- _TESTO DI RIFERIMENTO_:
/---

Blog di Marco Castellani

Categoria: stupore

Diario di bordo

Scoprire, e riscoprire. Scoprire territori nuovi, muoversi in acque inesplorate. In ogni senso. Capire istantaneamente che c’è di più di quanto sei abituato a vedere, che l’universo osservabile è davvero molto, molto più ampio di quanto ormai pensavi. Di quanto ti eri abituato a pensare, per colpevole pigrizia. Ma è semplice, del resto. Basta solo che ti metti in gioco, che torni a fare il tuo mestiere, in pratica: che torni davvero ad “osservare”.
E l’universo se ne accorge, ti vede. Così ti trovi nei mari della Turchia, con cinque ragazzi ai quali racconti la storia delle stelle e dello spazio, per come le sai. E pian piano ti accorgi di una cosa così strana, così profonda, che supera l’ampiezza possibile di ogni mare, di ogni oceano che puoi fisicamente percorrere. Ti accorgi che in realtà, attraverso diagrammi ed equazioni, stai raccontando la tua storia. Perché, inevitabilmente, non puoi che fare questo, non puoi che raccontare, sempre e comunque, la tua storia.

\---

- _DATI FORNITI_:
/---

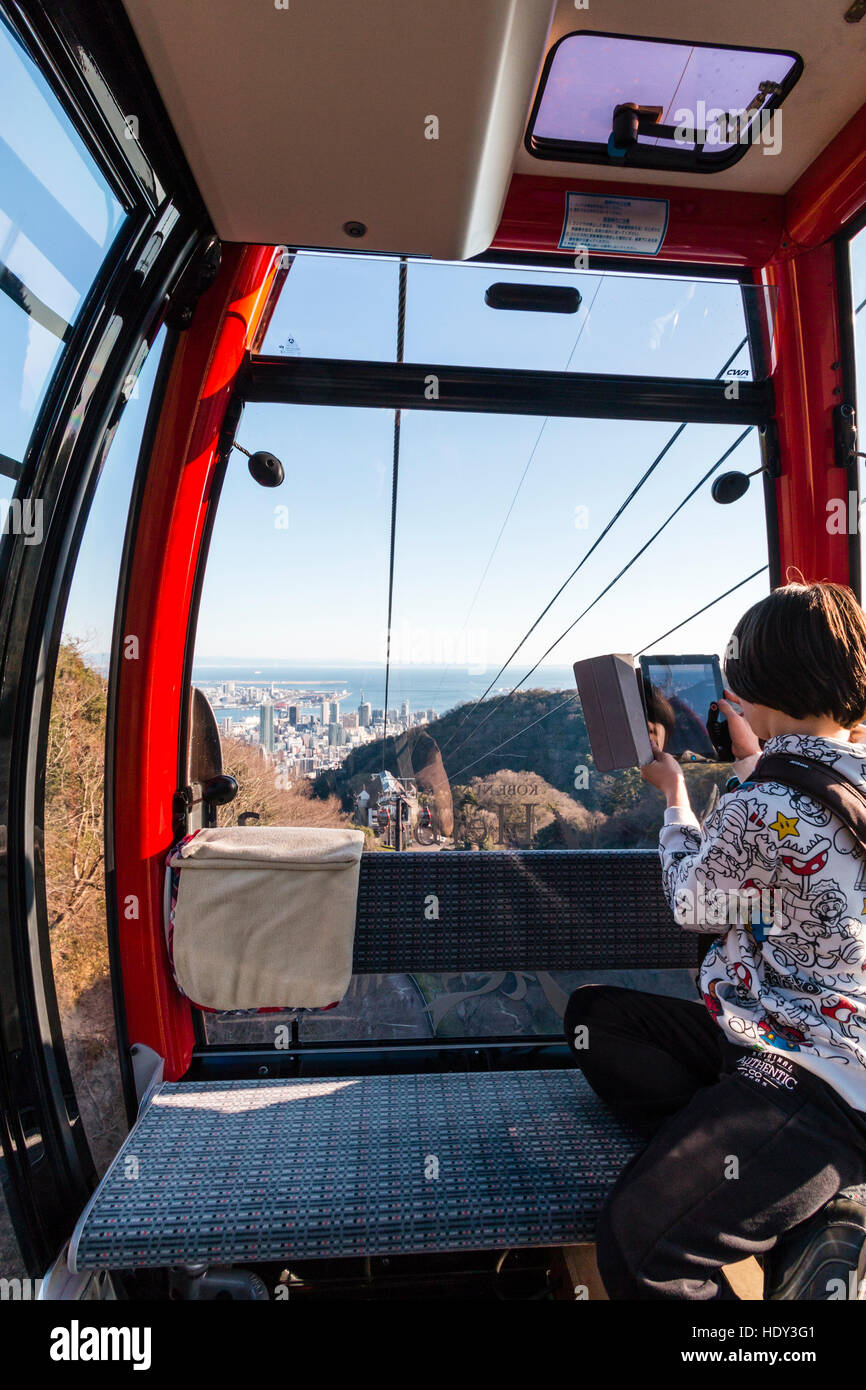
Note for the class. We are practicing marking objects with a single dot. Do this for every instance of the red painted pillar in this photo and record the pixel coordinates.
(806, 375)
(150, 684)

\---

- _OBIETTIVO_: Prosegui il brano «Diario di bordo» a partire dalla sua ultima frase.

- _SOLUZIONE_:
E le domande che i ragazzi ti rivolgono – tu lo capisci – inevitabilmente, quasi impudicamente, rimbalzano la loro, di storia. Te la svelano davanti agli occhi, sorpassando ogni eventuale reticenza. E le domande in pochi attimi superano il contesto scientifico e affiora il cuore: ma tu lavori, cosa fai, in cosa credi. In pratica, dove riponi la tua consistenza: domanda che fa tremare i polsi e che esige una risposta sincera, davvero da cuore a cuore. Dove rimetti in gioco te stesso.

Allora non è che appena svolgi un ciclo di lezioni in barca, cosa di per sé già molto intrigante. No, è assolutamente di più. È un confronto di storie in cui ti immergi, una collisione virtuosa di diverse umanità. Una riposta deflagrazione cosmica, la cui energia prodotta è un arricchimento comune, quel di più di umanità che ti porti a casa, la più preziosa fra le ricchezze. Del resto, l’unica che vale. Per questo ti dico grazie, Mediterranea. Perché venuto qui per insegnare, ho in realtà imparato tanto. Per certo, molto di più di quanto avrei potuto prevedere.
(Scritto su Mediterranea nel pomeriggio del 4 settembre, Canakkale, Turchia)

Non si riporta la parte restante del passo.